**Texte source:**
== == ==

En outre, durant toute sa vie, l’homme se laisse tromper la nuit par ses rêves sans que jamais son sens moral ne cherche à l’en empêcher, alors qu’il doit bien y avoir des hommes qui, à force de volonté, ont réussi à se débarrasser du ronflement.

Mais que sait en vérité l’homme de lui-même ? Et même, serait-il seulement capable de se percevoir lui-même, une bonne fois dans son entier, comme exposé dans une vitrine illuminée ? La nature ne lui dissimule-t-elle pas la plupart des choses, même en ce qui concerne son propre corps, afin de le retenir prisonnier d’une conscience fière et trompeuse, à l’écart des replis de ses intestins, à l’écart du cours précipité du sang dans ses veines et du jeu complexe des vibrations de ses fibres ! Elle a jeté la clef ; et malheur à la curiosité fatale qui parviendrait un jour à entrevoir par une fente ce qu’il y a à l’extérieur de cette cellule qu’est la conscience, et ce sur quoi elle est bâtie, devinant alors que l’homme repose, indifférent à son ignorance sur un fond impitoyable, avide, insatiable et meurtrier, accroché à ses rêves en quelque sorte comme sur le dos d’un tigre.

== == ==

**Consigne A:**
Dans tous les enregistrements ci-dessous, remplacez « red brick » par « yellow brick », puis recopiez-les sans rien changer d’autre.
Les enregistrements n’ont aucun rapport avec le texte.

== == ==

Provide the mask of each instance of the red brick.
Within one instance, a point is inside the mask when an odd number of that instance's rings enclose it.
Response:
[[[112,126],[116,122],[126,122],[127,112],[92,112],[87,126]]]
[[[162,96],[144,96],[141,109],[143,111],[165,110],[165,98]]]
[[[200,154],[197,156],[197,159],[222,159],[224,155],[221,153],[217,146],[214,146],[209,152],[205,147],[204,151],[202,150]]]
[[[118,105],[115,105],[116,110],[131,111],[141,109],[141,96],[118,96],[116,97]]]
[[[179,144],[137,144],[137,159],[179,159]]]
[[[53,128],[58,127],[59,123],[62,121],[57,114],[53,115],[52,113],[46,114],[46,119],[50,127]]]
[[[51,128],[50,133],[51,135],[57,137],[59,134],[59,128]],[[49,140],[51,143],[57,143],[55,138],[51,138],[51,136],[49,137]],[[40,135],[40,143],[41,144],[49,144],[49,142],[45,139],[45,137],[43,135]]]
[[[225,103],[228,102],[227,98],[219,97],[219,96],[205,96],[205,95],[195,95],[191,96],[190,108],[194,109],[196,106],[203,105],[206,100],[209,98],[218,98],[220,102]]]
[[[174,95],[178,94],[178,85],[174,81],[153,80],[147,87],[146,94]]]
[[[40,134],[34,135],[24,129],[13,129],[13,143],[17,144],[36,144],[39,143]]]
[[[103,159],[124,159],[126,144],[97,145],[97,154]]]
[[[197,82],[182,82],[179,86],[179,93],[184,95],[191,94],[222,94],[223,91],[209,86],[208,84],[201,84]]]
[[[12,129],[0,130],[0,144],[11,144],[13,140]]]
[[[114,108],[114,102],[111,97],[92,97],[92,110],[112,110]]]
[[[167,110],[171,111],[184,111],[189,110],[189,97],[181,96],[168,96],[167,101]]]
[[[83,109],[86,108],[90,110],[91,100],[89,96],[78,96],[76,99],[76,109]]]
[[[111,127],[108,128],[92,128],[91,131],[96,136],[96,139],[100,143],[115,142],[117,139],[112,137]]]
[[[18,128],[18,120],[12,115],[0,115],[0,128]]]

== == ==

**Consigne B:**
Poursuivez le texte sur ce que l’homme sait de lui-même, à partir de l’endroit où il s’arrête.

**Réponse A:**
Provide the mask of each instance of the yellow brick.
Within one instance, a point is inside the mask when an odd number of that instance's rings enclose it.
Response:
[[[112,126],[116,122],[126,122],[127,112],[92,112],[87,126]]]
[[[162,96],[144,96],[141,109],[143,111],[165,110],[165,98]]]
[[[200,154],[197,156],[197,159],[222,159],[224,155],[221,153],[217,146],[214,146],[209,152],[205,147],[204,151],[202,150]]]
[[[118,105],[115,105],[116,110],[131,111],[141,109],[141,96],[118,96],[116,97]]]
[[[179,144],[137,144],[137,159],[179,159]]]
[[[53,128],[58,127],[59,123],[62,121],[57,114],[53,115],[52,113],[46,114],[46,119],[50,127]]]
[[[51,128],[50,133],[51,135],[57,137],[59,134],[59,128]],[[49,140],[51,143],[57,143],[55,138],[51,138],[51,136],[49,137]],[[40,135],[40,143],[41,144],[49,144],[49,142],[45,139],[45,137],[43,135]]]
[[[225,103],[228,102],[227,98],[219,97],[219,96],[205,96],[205,95],[195,95],[191,96],[190,108],[194,109],[196,106],[203,105],[206,100],[209,98],[218,98],[220,102]]]
[[[174,95],[178,94],[178,85],[174,81],[153,80],[147,87],[146,94]]]
[[[40,134],[34,135],[24,129],[13,129],[13,143],[17,144],[36,144],[39,143]]]
[[[103,159],[124,159],[126,144],[97,145],[97,154]]]
[[[197,82],[182,82],[179,86],[179,93],[184,95],[191,94],[222,94],[223,91],[209,86],[208,84],[201,84]]]
[[[12,129],[0,130],[0,144],[11,144],[13,140]]]
[[[114,108],[114,102],[111,97],[92,97],[92,110],[112,110]]]
[[[167,110],[171,111],[184,111],[189,110],[189,97],[181,96],[168,96],[167,101]]]
[[[83,109],[86,108],[90,110],[91,100],[89,96],[78,96],[76,99],[76,109]]]
[[[111,127],[108,128],[92,128],[91,131],[96,136],[96,139],[100,143],[115,142],[117,139],[112,137]]]
[[[18,128],[18,120],[12,115],[0,115],[0,128]]]

**Réponse B:**
Dans ces conditions, y a-t-il au monde un lieu d’où surgirait l’instinct de vérité ? Pour autant que l’individu tient à se conserver face à d’autres individus, il n’utilise son intelligence le plus souvent qu’aux fins de la dissimulation, dans l’état de nature.

Mais dans la mesure où l’homme à la fois par nécessité et par ennui veut vivre en société et en troupeau, il lui est nécessaire de conclure la paix et de faire en sorte, conformément à ce traité, qu’au moins l’aspect le plus brutal du bellum omnium contra omnes disparaisse de son monde.

Or ce traité de paix apporte quelque chose comme un premier pas en vue de cet énigmatique instinct de vérité.

En effet, ce qui désormais doit être la « vérité » est alors fixé, c’est-à-dire qu’il est découvert une désignation uniformément valable et contraignante des choses, et que la législation du langage donne aussi les premières lois de la vérité car à cette occasion et pour la première fois apparaît une opposition entre la vérité et le mensonge.

Le menteur utilise les désignations pertinentes, les mots, pour faire apparaître réel l’irréel ; il dit par exemple : « je suis riche », alors que pour qualifier son état c’est justement « pauvre » qui serait la désignation correcte.

Il mésuse des conventions établies en opérant des substitutions arbitraires ou même en inversant les noms.

S’il agit ainsi de façon intéressée et de plus préjudiciable, la société ne lui fera plus confiance et par là même l’exclura.

En l’occurrence, les hommes fuient moins le mensonge que le préjudice provoqué par un mensonge.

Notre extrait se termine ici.